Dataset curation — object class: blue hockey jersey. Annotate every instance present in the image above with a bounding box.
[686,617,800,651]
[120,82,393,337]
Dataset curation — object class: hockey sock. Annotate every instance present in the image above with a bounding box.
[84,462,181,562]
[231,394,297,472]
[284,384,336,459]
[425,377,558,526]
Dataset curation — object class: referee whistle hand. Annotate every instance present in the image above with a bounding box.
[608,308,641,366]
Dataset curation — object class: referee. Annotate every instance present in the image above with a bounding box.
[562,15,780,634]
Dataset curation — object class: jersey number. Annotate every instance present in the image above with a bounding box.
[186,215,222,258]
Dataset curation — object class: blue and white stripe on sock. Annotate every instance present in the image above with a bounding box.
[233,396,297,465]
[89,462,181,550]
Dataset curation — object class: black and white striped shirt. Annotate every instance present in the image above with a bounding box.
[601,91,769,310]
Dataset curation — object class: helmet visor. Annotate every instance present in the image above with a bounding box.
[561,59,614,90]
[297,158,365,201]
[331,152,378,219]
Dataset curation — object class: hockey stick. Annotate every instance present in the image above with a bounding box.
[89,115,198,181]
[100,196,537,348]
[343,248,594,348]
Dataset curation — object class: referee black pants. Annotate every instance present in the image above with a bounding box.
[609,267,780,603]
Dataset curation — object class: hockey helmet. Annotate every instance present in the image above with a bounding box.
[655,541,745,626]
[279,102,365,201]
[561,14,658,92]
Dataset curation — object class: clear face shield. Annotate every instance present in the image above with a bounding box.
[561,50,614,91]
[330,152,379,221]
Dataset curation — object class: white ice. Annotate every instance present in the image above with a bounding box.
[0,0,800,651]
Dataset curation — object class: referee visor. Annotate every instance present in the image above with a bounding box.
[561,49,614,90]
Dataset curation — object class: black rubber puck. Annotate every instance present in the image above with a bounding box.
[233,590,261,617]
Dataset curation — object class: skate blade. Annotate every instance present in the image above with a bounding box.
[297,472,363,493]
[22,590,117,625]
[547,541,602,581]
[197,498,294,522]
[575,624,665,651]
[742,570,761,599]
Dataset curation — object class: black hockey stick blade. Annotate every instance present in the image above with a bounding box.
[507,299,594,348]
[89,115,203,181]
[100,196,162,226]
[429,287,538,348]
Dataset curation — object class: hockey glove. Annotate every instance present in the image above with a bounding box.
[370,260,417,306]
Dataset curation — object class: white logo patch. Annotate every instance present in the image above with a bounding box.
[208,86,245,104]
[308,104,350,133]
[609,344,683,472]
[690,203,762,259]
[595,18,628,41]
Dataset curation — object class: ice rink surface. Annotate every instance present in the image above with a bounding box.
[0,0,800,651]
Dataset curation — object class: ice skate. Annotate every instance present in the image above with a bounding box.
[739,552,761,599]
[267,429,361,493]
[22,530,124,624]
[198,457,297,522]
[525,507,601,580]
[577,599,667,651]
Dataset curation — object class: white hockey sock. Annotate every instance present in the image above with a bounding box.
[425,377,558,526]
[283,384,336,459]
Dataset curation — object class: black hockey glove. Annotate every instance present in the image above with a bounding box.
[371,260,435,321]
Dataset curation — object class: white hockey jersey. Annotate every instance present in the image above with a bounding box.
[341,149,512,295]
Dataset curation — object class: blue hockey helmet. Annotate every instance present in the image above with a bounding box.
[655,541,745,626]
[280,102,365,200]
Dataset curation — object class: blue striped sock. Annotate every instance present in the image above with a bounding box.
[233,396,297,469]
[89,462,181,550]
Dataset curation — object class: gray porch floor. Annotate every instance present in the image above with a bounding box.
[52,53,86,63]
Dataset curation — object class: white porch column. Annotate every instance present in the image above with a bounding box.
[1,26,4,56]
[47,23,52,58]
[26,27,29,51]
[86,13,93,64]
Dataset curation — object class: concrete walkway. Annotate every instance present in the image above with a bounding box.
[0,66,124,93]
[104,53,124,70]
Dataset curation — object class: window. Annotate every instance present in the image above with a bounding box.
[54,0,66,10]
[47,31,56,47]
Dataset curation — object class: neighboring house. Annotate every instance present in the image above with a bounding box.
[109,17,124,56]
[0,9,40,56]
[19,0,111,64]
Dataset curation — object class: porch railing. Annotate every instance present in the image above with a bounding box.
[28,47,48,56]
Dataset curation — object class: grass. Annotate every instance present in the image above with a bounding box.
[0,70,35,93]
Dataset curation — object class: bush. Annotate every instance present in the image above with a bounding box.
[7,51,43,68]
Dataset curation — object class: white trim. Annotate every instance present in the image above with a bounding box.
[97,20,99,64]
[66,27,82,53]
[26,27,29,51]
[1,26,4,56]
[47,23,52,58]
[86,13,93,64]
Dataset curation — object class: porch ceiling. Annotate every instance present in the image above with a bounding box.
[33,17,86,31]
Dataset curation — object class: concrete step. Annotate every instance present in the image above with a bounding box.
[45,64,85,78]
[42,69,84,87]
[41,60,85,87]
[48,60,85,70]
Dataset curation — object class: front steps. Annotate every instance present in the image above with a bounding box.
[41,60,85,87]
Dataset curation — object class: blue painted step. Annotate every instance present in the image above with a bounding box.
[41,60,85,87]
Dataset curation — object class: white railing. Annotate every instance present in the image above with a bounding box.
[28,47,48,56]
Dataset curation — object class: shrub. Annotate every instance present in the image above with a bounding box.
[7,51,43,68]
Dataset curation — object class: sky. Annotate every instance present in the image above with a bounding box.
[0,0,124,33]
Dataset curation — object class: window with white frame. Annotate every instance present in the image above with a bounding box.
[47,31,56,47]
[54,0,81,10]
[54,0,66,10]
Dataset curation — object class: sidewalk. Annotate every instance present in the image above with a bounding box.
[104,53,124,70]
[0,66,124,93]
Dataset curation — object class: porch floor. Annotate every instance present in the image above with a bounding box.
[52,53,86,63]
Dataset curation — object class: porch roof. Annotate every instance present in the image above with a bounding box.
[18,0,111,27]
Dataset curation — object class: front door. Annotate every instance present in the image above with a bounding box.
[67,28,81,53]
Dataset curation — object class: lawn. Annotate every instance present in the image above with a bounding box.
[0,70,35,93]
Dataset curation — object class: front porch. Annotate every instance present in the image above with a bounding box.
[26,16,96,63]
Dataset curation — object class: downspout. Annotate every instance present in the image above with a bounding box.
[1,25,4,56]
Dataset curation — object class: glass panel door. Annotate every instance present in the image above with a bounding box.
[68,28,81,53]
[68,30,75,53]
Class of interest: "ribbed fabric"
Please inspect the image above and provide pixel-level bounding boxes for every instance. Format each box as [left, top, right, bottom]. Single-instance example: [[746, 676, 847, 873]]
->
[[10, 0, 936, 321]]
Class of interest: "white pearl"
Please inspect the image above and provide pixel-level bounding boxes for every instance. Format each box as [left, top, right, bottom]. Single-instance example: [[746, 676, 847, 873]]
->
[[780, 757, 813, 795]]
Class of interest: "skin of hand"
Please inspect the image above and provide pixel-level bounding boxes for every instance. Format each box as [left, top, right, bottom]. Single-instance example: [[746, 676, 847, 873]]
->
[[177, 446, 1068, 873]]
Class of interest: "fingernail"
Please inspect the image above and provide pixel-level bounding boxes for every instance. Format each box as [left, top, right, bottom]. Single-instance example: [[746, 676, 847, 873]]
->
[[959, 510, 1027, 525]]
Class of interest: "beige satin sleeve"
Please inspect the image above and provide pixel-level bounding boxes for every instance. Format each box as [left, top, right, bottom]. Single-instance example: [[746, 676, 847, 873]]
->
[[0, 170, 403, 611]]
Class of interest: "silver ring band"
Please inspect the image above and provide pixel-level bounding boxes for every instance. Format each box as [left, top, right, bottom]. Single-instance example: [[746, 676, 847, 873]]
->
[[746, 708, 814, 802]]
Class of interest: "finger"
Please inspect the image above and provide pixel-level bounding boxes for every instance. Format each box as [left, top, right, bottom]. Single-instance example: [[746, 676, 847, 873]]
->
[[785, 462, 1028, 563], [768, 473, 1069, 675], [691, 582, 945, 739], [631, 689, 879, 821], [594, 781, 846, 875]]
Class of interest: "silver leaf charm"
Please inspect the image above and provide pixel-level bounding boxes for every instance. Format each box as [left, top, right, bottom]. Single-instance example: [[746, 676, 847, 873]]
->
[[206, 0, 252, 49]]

◆ **DIRECTIONS FOR THIS TASK**:
Copy the records again without change, from the line with "Dataset curation — object class: referee." to the line with "[562,15,780,634]", including both of those lines.

◆ **FINAL ANSWER**:
Dataset curation — object class: referee. Annotate every instance present in the image above with a bounding box.
[562,15,780,634]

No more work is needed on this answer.